*** Data for processing
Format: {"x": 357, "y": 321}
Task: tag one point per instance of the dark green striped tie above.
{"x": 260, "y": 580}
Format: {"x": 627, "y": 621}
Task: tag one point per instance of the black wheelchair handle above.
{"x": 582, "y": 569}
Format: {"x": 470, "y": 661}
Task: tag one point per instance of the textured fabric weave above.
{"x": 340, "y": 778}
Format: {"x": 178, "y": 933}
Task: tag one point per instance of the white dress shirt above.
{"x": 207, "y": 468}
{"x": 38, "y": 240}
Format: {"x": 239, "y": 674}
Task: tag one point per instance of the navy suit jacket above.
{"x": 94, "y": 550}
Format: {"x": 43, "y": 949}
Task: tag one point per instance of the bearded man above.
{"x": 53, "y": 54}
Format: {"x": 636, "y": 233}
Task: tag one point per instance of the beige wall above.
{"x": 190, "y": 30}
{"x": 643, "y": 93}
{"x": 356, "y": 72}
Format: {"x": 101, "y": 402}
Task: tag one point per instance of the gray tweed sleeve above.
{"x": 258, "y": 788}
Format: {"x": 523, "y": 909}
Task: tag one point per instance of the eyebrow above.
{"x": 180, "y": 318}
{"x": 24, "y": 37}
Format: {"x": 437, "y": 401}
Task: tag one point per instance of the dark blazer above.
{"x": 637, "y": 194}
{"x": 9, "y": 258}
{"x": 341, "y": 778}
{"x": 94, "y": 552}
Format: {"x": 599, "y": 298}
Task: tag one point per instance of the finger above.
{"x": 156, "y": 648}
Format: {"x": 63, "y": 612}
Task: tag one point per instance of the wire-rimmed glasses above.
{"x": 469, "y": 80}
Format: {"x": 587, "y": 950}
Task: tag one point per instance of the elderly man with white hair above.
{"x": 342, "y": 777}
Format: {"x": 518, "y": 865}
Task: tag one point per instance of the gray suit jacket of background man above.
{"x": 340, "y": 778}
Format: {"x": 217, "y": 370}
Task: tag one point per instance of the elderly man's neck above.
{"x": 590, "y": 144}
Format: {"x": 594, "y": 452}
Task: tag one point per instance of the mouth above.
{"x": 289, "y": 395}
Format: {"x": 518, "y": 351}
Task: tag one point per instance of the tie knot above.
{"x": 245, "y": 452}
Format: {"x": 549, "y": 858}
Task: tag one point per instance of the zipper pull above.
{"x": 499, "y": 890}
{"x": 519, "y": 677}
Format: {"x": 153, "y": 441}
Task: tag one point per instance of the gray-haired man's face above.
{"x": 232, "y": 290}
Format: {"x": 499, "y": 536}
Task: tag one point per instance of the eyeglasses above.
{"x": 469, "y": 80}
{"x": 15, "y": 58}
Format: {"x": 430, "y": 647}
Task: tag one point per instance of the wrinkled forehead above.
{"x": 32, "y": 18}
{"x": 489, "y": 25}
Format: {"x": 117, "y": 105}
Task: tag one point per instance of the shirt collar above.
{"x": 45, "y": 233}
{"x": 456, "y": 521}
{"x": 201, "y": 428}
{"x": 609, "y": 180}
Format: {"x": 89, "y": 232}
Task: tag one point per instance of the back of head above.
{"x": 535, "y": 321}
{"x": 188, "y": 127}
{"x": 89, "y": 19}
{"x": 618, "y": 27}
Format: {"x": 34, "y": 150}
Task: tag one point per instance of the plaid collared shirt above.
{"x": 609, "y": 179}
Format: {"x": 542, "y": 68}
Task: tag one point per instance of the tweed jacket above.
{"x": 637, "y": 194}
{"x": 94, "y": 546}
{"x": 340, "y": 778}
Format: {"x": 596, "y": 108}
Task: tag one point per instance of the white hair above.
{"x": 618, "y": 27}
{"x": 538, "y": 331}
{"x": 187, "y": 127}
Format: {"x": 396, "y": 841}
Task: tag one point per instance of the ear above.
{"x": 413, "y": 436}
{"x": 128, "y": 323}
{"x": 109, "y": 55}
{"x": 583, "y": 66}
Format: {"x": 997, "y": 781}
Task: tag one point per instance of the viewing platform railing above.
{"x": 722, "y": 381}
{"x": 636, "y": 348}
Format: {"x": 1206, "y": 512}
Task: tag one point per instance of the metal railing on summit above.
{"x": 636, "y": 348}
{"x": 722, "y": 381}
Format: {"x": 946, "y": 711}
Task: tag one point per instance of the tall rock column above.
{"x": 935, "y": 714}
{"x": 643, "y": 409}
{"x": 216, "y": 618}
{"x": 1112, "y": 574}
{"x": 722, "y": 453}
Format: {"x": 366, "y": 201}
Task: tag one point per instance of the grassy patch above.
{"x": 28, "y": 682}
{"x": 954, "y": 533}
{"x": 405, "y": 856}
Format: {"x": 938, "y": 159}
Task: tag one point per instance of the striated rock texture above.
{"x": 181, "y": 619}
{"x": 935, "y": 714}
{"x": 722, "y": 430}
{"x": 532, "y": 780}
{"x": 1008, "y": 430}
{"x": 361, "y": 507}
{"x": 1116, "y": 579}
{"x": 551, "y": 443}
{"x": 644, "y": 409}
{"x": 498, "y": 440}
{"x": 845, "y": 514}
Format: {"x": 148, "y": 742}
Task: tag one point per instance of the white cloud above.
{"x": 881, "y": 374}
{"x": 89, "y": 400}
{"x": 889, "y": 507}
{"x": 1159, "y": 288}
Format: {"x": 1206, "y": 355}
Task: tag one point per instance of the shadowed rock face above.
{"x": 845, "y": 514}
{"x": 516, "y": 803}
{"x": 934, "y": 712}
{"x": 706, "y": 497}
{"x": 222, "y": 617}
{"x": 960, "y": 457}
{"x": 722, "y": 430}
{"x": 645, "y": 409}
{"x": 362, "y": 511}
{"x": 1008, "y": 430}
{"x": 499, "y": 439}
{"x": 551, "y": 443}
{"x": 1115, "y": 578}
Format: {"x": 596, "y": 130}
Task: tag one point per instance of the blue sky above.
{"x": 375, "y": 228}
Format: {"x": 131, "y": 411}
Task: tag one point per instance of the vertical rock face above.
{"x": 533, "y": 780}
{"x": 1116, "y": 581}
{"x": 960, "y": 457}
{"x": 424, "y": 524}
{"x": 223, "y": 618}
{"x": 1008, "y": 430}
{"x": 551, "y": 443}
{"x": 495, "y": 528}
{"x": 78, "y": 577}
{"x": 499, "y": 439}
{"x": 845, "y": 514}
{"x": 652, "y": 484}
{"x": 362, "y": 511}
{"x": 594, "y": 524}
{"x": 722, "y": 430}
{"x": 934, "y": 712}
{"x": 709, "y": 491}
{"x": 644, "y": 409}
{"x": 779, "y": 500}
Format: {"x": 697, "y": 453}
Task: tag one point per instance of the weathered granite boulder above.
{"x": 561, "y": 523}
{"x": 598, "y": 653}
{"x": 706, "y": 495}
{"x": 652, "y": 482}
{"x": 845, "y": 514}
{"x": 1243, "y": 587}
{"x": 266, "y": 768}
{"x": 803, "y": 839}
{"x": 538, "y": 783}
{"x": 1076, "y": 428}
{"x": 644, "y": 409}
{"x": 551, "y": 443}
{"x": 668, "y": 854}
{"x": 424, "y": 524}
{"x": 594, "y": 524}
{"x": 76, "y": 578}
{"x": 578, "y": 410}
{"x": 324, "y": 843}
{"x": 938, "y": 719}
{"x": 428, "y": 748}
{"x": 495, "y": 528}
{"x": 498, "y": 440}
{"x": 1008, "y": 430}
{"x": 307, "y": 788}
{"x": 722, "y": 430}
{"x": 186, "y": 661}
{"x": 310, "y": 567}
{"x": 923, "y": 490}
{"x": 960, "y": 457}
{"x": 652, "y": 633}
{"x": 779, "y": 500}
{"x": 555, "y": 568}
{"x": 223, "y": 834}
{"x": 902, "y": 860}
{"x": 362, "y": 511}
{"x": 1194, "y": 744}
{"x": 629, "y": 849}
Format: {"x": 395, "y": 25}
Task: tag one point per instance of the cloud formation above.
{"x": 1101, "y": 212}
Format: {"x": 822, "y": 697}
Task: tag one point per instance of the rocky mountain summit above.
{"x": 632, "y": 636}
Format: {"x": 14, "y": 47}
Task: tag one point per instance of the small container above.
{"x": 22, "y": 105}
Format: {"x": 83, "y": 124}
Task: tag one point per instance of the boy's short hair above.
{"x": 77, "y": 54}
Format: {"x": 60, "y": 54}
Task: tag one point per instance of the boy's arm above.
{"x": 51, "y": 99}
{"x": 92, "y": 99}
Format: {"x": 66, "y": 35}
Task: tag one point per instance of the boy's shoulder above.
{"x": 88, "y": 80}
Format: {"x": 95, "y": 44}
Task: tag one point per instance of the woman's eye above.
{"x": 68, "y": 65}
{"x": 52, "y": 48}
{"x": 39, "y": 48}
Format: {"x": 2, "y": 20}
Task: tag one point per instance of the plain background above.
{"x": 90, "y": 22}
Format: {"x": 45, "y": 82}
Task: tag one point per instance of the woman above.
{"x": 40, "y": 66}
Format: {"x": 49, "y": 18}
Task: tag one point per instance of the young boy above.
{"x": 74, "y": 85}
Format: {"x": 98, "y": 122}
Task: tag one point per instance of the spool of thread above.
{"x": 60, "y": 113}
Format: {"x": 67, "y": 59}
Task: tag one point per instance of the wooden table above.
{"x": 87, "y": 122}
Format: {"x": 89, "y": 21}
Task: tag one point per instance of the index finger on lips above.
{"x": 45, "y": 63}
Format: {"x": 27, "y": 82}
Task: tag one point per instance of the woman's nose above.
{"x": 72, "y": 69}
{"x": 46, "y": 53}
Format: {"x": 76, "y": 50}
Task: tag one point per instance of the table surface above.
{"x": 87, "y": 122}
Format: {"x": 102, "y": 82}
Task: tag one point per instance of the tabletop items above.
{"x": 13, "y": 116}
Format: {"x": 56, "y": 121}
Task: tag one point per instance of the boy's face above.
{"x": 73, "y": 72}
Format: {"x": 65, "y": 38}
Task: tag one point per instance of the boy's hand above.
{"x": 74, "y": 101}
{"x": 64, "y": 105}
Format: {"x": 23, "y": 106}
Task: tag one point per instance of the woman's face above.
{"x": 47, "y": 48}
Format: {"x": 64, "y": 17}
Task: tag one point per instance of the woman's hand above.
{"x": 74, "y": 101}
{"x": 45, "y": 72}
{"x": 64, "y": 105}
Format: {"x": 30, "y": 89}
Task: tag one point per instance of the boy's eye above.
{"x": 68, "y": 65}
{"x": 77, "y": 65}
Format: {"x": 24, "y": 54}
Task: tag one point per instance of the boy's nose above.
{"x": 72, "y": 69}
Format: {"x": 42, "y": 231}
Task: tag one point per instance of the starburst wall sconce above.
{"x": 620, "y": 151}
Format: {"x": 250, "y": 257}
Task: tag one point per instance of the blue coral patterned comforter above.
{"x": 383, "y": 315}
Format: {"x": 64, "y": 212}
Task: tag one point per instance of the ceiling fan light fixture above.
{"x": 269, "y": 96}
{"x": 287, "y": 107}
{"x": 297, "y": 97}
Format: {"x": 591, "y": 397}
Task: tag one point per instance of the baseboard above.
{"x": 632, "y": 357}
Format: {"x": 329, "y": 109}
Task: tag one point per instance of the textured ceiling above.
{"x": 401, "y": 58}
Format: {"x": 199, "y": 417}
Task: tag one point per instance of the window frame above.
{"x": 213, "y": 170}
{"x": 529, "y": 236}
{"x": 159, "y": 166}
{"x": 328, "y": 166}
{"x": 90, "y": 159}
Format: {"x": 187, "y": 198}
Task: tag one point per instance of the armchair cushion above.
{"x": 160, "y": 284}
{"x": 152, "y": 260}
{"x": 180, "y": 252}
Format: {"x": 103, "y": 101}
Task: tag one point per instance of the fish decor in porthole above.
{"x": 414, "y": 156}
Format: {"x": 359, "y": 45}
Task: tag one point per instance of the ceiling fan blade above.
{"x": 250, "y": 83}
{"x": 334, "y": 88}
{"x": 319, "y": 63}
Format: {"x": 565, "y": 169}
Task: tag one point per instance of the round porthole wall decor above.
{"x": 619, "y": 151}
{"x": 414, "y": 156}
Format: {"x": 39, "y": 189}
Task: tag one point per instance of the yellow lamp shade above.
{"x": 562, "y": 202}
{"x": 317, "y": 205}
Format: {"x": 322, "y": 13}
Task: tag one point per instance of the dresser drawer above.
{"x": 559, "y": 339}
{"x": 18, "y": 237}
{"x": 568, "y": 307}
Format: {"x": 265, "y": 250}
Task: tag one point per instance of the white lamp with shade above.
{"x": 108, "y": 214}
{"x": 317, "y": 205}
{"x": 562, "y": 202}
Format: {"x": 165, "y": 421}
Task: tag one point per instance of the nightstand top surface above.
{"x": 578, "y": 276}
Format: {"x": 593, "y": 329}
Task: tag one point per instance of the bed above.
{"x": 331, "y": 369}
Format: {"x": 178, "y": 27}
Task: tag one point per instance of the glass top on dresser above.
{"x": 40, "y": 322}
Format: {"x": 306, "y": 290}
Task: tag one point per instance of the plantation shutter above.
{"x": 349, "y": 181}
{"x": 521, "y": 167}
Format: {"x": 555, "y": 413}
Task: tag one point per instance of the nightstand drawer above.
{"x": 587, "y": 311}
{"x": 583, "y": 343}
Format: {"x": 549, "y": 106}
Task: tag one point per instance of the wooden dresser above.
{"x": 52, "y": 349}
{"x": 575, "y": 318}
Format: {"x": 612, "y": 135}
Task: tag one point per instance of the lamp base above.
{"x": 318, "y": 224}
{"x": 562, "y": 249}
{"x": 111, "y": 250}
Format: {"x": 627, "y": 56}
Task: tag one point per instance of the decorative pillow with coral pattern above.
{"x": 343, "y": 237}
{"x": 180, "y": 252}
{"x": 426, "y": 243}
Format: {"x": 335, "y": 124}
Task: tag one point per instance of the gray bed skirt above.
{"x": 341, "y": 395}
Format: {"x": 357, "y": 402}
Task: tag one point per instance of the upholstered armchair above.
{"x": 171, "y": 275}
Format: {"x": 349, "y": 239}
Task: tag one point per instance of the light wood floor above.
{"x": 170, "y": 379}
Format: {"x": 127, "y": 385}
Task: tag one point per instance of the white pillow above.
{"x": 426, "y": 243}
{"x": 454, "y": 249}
******
Identify every line above that contains the word "railing", and copy each one in full. Case counts.

Task: tag one point per instance of the viewing platform railing above.
Task: tag one point per instance of the metal railing on summit above.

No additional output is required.